■ What is being asked ■
Take the line that contains "Draw the outline of every instance of the concrete" as the first line and the last line of the material below as the final one; reproduce exactly the lines between, inclusive.

## BEGIN Record extracts

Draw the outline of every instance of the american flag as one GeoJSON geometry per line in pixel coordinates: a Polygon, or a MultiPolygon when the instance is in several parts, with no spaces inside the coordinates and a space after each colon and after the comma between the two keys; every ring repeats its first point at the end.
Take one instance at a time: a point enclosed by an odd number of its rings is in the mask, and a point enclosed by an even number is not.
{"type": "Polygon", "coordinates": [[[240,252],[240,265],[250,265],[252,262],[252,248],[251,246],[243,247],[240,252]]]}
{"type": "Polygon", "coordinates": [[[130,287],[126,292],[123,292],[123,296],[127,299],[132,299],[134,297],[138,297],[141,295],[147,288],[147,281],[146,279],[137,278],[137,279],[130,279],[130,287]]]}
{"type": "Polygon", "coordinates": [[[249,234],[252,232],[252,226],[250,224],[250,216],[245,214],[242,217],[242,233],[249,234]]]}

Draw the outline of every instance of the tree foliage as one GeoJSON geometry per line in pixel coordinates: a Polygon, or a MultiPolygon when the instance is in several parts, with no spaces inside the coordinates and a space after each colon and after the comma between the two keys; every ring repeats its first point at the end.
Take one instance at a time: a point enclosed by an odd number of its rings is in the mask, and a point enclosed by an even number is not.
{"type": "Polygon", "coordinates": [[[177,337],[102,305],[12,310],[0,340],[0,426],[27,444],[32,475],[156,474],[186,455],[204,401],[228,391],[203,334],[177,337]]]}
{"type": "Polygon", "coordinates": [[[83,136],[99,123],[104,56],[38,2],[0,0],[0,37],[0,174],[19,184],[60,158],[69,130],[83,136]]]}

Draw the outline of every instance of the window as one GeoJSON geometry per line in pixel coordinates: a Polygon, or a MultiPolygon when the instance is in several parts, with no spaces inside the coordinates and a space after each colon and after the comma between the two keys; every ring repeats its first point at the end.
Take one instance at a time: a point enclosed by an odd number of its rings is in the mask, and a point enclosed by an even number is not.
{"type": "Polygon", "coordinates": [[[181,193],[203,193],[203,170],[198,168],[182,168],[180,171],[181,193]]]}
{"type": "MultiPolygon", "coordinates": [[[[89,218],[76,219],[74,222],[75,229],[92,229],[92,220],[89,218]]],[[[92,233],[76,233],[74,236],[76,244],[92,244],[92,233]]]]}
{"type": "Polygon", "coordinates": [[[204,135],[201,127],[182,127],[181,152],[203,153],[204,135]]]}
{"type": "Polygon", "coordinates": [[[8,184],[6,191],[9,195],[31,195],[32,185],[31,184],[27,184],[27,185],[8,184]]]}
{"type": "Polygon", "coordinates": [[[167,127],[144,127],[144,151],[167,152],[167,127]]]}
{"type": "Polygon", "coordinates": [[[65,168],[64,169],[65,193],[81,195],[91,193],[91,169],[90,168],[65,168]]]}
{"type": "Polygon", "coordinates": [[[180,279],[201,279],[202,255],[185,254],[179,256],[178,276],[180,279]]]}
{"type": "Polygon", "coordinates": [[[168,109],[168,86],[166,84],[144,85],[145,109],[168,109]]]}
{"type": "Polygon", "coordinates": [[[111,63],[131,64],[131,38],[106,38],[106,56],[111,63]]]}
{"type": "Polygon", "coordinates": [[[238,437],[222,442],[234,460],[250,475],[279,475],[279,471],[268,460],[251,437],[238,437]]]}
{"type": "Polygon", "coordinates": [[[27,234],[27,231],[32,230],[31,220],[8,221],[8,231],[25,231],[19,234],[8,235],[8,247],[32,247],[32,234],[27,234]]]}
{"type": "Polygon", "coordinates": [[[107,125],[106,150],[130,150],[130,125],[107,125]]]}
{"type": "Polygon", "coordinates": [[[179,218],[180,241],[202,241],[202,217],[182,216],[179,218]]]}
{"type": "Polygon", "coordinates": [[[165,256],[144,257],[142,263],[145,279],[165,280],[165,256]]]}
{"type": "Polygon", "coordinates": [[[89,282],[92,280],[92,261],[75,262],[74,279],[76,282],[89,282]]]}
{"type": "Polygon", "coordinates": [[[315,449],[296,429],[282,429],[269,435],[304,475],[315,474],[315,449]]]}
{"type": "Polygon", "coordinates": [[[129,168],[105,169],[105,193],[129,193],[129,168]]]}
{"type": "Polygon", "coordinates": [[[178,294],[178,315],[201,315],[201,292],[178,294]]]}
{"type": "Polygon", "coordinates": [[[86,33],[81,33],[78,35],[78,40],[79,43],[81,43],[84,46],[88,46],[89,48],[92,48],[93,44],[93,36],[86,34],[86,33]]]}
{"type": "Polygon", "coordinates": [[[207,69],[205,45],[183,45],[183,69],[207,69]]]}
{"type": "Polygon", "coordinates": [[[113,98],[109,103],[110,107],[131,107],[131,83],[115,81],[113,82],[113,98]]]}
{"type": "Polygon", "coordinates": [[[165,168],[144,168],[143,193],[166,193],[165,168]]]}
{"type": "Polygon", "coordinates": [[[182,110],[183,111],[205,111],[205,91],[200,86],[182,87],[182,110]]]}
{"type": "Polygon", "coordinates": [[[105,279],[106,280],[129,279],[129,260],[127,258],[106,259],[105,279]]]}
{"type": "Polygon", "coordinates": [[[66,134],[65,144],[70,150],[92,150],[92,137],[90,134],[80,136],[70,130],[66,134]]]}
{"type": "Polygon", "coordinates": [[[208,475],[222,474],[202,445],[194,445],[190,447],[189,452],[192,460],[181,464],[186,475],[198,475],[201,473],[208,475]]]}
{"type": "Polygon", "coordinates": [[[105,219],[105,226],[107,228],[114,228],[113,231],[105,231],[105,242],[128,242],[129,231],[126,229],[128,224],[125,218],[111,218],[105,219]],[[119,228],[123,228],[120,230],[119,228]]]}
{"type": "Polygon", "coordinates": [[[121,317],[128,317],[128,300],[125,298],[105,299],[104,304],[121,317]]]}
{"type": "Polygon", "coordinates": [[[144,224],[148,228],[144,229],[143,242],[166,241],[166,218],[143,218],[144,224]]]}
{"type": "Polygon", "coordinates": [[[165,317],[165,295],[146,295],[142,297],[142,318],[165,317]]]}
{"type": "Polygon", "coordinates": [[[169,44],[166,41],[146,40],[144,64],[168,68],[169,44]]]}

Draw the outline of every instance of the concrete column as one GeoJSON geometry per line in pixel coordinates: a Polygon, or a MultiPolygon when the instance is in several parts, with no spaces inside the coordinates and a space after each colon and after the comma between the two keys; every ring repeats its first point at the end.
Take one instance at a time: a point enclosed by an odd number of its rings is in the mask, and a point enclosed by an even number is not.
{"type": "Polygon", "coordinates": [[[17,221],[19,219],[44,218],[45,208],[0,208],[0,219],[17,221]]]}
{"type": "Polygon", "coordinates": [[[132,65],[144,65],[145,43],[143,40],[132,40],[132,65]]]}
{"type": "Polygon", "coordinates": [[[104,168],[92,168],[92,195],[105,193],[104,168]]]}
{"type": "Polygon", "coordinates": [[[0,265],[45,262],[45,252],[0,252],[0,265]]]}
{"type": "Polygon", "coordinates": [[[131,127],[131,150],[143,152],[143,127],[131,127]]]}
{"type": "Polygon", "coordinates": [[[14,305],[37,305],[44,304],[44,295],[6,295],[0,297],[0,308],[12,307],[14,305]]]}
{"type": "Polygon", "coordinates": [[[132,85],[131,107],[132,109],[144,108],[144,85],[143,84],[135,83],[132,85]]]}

## END Record extracts

■ Result ■
Draw the outline of every instance of the concrete column as one GeoJSON geometry per line in pixel coordinates: a Polygon, or a MultiPolygon when the instance is in several parts, with no spaces inside the coordinates and a space after each colon and after the comma between the two keys; every ring repeats its first point at the end.
Take one instance at a time: a point enclosed by an odd number of its rings is in the mask, and a point enclosed by an even number is not.
{"type": "Polygon", "coordinates": [[[17,221],[19,219],[44,218],[45,208],[0,208],[0,219],[17,221]]]}
{"type": "Polygon", "coordinates": [[[132,65],[144,65],[145,43],[143,40],[132,40],[132,65]]]}
{"type": "Polygon", "coordinates": [[[104,168],[92,168],[92,195],[105,193],[104,168]]]}
{"type": "Polygon", "coordinates": [[[0,265],[45,262],[45,252],[0,252],[0,265]]]}
{"type": "Polygon", "coordinates": [[[131,127],[131,150],[143,152],[143,127],[131,127]]]}
{"type": "Polygon", "coordinates": [[[14,305],[37,305],[44,304],[44,295],[6,295],[0,297],[0,308],[12,307],[14,305]]]}
{"type": "Polygon", "coordinates": [[[132,85],[131,107],[132,109],[144,108],[144,85],[143,84],[135,83],[132,85]]]}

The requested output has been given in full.